● GIVEN REQUEST
Pull out every line in the entries below that contains the word "dark", matching its case exactly.

● MATERIAL
++++++++++
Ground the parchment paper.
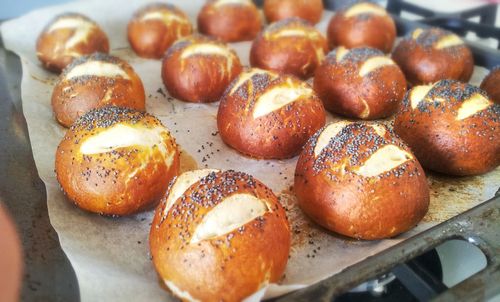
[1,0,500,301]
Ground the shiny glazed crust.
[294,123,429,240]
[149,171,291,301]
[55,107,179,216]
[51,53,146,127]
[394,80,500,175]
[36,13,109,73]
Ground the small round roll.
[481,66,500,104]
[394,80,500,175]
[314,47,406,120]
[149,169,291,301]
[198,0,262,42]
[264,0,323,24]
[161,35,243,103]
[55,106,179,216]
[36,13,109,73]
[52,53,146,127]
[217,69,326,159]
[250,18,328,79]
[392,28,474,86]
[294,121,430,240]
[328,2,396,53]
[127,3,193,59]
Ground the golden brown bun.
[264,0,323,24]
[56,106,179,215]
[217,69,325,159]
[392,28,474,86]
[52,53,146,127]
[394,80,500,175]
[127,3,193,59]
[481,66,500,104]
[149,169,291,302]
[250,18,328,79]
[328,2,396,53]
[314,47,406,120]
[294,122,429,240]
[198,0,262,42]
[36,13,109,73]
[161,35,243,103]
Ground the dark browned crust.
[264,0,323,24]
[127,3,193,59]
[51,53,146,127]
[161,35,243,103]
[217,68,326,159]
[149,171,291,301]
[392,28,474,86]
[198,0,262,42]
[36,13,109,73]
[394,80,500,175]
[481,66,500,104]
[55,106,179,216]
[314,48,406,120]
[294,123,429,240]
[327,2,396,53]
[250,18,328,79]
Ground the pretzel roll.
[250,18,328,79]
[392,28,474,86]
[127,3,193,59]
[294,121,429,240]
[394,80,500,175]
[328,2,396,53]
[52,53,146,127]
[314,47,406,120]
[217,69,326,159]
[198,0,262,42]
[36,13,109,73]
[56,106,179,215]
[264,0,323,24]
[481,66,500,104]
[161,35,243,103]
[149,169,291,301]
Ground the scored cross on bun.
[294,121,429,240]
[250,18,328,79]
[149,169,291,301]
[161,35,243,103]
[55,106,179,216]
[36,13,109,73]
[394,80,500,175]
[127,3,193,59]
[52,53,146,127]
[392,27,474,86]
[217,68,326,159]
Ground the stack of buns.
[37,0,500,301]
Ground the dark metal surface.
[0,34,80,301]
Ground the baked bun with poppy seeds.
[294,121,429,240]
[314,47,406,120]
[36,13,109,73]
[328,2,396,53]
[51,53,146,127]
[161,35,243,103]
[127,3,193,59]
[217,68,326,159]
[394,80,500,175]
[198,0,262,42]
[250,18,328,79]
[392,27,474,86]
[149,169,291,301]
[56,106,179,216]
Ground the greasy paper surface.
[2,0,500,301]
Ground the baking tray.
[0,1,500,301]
++++++++++
● REPLY
Ground the dark browned crust.
Ground the dark metal surface.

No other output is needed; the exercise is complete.